> Problem details
Take the data below and repeat it exactly.

== Input data ==

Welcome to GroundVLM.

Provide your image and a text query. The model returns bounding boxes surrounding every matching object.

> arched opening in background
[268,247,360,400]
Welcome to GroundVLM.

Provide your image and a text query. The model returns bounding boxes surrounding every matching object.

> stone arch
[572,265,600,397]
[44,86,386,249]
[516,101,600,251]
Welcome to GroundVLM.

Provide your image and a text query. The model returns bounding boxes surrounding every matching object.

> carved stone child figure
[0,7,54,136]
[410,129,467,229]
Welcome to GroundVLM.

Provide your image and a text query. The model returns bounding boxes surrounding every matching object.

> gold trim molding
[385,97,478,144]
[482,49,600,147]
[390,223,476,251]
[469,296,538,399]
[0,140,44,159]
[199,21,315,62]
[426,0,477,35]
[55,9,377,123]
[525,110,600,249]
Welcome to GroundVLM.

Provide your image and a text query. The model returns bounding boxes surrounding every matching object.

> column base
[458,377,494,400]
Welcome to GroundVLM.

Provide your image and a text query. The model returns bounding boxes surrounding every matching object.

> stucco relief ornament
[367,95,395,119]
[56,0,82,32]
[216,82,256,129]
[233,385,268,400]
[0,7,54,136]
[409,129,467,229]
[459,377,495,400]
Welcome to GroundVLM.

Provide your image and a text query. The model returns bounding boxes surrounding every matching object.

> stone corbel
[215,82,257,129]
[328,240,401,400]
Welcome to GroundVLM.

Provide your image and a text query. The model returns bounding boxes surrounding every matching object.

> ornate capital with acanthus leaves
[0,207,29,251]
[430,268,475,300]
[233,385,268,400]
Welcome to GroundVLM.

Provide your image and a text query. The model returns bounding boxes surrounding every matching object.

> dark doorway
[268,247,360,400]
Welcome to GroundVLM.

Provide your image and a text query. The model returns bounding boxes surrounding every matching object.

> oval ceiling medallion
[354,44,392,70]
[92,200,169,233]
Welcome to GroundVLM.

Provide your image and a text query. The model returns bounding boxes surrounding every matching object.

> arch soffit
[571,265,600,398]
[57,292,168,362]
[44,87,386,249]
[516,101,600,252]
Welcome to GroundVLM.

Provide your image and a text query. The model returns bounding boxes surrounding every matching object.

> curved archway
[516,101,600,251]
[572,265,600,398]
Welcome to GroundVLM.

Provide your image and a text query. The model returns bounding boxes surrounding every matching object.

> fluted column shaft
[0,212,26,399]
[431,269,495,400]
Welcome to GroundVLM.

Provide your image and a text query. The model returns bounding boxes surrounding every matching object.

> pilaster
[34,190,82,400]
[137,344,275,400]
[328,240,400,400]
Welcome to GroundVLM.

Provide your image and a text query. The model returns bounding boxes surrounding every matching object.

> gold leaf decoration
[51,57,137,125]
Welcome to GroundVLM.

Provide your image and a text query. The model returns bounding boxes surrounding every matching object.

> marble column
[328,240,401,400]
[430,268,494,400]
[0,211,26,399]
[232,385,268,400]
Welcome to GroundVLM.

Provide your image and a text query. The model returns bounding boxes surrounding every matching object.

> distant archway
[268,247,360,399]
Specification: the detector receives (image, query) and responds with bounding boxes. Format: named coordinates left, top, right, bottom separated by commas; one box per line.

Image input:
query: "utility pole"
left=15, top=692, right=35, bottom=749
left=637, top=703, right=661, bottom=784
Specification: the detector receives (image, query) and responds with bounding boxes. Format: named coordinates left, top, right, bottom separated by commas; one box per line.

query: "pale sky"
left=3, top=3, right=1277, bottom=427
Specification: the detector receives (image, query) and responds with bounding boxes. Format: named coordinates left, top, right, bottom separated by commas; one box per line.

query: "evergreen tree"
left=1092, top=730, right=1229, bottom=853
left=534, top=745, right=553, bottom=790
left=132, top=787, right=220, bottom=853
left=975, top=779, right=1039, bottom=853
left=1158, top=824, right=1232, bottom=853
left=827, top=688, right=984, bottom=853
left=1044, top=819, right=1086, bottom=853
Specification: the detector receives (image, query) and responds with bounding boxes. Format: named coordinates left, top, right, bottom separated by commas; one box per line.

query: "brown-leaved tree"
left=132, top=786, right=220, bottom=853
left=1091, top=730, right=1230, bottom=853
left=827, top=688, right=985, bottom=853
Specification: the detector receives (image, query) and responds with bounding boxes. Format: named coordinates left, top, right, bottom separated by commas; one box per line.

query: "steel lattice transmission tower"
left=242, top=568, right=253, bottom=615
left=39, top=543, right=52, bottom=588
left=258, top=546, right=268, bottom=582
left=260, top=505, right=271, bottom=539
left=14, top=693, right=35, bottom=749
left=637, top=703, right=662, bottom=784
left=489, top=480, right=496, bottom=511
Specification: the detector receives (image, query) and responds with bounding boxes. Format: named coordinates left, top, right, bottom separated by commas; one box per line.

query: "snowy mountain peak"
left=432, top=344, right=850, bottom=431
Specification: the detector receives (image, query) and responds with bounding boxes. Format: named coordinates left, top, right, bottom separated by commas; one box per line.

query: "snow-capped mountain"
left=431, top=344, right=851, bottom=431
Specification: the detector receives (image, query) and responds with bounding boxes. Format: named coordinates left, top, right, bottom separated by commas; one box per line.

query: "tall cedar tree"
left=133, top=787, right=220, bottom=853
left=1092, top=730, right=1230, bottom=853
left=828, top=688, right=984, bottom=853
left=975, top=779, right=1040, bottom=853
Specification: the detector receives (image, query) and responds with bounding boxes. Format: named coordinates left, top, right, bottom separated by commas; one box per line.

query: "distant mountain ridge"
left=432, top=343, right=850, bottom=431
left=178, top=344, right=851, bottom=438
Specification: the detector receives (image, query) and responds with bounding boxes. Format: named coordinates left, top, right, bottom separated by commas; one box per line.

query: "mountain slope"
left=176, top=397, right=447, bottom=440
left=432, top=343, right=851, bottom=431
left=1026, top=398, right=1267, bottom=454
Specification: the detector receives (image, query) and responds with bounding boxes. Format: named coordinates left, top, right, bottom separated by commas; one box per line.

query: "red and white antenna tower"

===

> Solution for this task
Welcome to GroundVLM.

Provide your image and a text query. The model returns bounding boxes surrounding every matching object.

> arched opening in background
[268,247,360,400]
Welcome to GroundVLM.

Provide your image and a text query. The model returns bounding boxes surrounding every matching object.

> stone arch
[572,265,600,397]
[44,86,386,249]
[516,101,600,251]
Welcome to GroundVLM.

Provide your image and a text query. The model returns bounding boxes surrounding every matching object.

> carved stone child figure
[0,7,54,136]
[410,129,467,229]
Welcome to GroundVLM.

Provide your image and a text query. The model returns bounding boxes surrounding every matching object.

> gold trim molding
[385,97,478,144]
[482,49,600,147]
[390,223,476,251]
[469,296,538,399]
[0,140,44,159]
[199,21,315,62]
[426,0,477,35]
[55,9,377,123]
[525,110,600,249]
Welcome to GroundVLM.

Provide your image and a text query. The model returns bounding boxes surrounding every matching object.

> column base
[458,377,494,400]
Welcome to GroundVLM.

Provide your image and a text query. The model returns bounding boxes surrounding every matching object.

> stucco relief ornament
[367,95,395,119]
[56,0,82,32]
[216,82,256,129]
[233,385,268,400]
[0,7,54,136]
[409,129,467,229]
[459,377,495,400]
Welcome to GroundVLM.

Provide your image and a text query. The model returns bounding boxes surrounding every matching object.

> stone corbel
[215,82,257,129]
[328,240,401,400]
Welcome to GroundVLM.

Provide your image and a text query. The model returns bounding boxes surrounding every matching object.

> ornate capital with acanthus leaves
[0,207,29,251]
[430,268,475,300]
[233,385,268,400]
Welcome to GroundVLM.

Provide your image and a text query. The model returns bounding boxes surrounding every matching object.

> dark doorway
[268,247,360,400]
Welcome to GroundVLM.

Provide your image and a text query. The model returns bounding boxes surrounding every matching object.

> oval ceiling medallion
[354,44,392,70]
[92,200,169,233]
Welcome to GroundVLM.

Provide your image and a text query. The model returns bounding boxes surrounding every matching object.

> arch soffit
[571,265,600,398]
[57,292,168,362]
[44,87,386,249]
[516,101,600,252]
Welcome to GroundVLM.

Provide your image and a text query. The model returns bounding boxes surrounding every matching object.

> curved archway
[516,101,600,251]
[572,265,600,398]
Welcome to GroundVLM.

Provide your image and a text query. The model returns bounding boxes surrounding every matching object.

> fluted column shaft
[0,212,26,399]
[431,269,495,400]
Welcome to GroundVLM.

Provide your image and a text query. The model returns bounding boxes surrounding every matching object.

> pilaster
[34,190,82,400]
[137,344,275,400]
[328,240,400,400]
Welcome to GroundVLM.

Provide your image and a text query. The model returns bounding boxes surrounding every matching object.

> gold leaf decoration
[51,57,137,125]
Welcome to GroundVLM.

Provide your image and a text query. The model returns bounding boxes surrounding every matching object.

> marble column
[328,240,401,400]
[430,268,494,400]
[0,211,26,399]
[232,385,268,400]
Welcome to GroundVLM.

Provide your image and a text query. The model returns bounding boxes surrounding every matching object.

> distant archway
[268,247,360,399]
Specification: the detector receives (image, query) and responds with bounding boxes. Format: named coordinates left, top, right, bottom separated by commas; one box per line.

Image input:
query: "utility pole"
left=15, top=692, right=35, bottom=749
left=637, top=703, right=661, bottom=784
Specification: the detector receives (image, query) and responds with bounding boxes. Format: named coordinates left, top, right, bottom separated by commas; one box per line.

query: "pale sky"
left=3, top=3, right=1277, bottom=427
Specification: the detector receives (image, query) and responds with bounding boxes. Format: named coordinates left, top, right, bottom separated by commas; one box per line.

query: "evergreen tree"
left=1092, top=730, right=1229, bottom=853
left=534, top=745, right=553, bottom=790
left=132, top=787, right=220, bottom=853
left=975, top=779, right=1039, bottom=853
left=1158, top=824, right=1232, bottom=853
left=827, top=688, right=984, bottom=853
left=1044, top=819, right=1086, bottom=853
Specification: the detector receives (image, query) and responds with bounding boxes. Format: named coordinates left, top, right, bottom separated by commas; one box per line.

query: "brown-leaved tree"
left=132, top=786, right=220, bottom=853
left=1091, top=730, right=1230, bottom=853
left=827, top=688, right=985, bottom=853
Specification: the detector receives (image, query) and responds with bounding boxes. Format: named coordinates left, top, right, bottom separated by commas; one box per line.

query: "steel lattice transmission tower"
left=242, top=568, right=253, bottom=615
left=39, top=543, right=52, bottom=588
left=258, top=546, right=268, bottom=582
left=260, top=505, right=271, bottom=539
left=14, top=693, right=35, bottom=749
left=637, top=703, right=662, bottom=784
left=489, top=480, right=496, bottom=511
Specification: the detector receives (image, query) and responds with bounding boxes. Format: named coordinates left, top, right, bottom separated by commas; one box per line.

query: "snowy mountain peak"
left=432, top=344, right=850, bottom=431
Specification: the detector receives (image, query) and responds with bounding boxes. Format: named coordinates left, top, right, bottom separated by commas; one box per line.

query: "snow-capped mountain"
left=431, top=344, right=851, bottom=431
Specification: the detector receives (image, query) and responds with bounding boxes. Format: named coordinates left, top, right, bottom separated by commas; one box per line.

query: "tall cedar tree"
left=133, top=787, right=220, bottom=853
left=1092, top=730, right=1230, bottom=853
left=828, top=688, right=984, bottom=853
left=975, top=779, right=1040, bottom=853
Specification: the detector receives (image, query) and responds with bounding boxes. Format: named coordinates left, top, right, bottom separated by commas; one box per line.

query: "distant mountain ridge"
left=432, top=343, right=850, bottom=431
left=178, top=344, right=851, bottom=438
Specification: the detector receives (image, query) and responds with bounding boxes. Format: named coordinates left, top, right, bottom separated by commas; one box per line.

query: "mountain slope"
left=176, top=397, right=447, bottom=440
left=432, top=343, right=851, bottom=431
left=1026, top=398, right=1267, bottom=454
Specification: the detector receives (image, query) and responds with bounding boxes. Format: named coordinates left, top, right, bottom separated by commas; one box per line.

query: "red and white antenna tower"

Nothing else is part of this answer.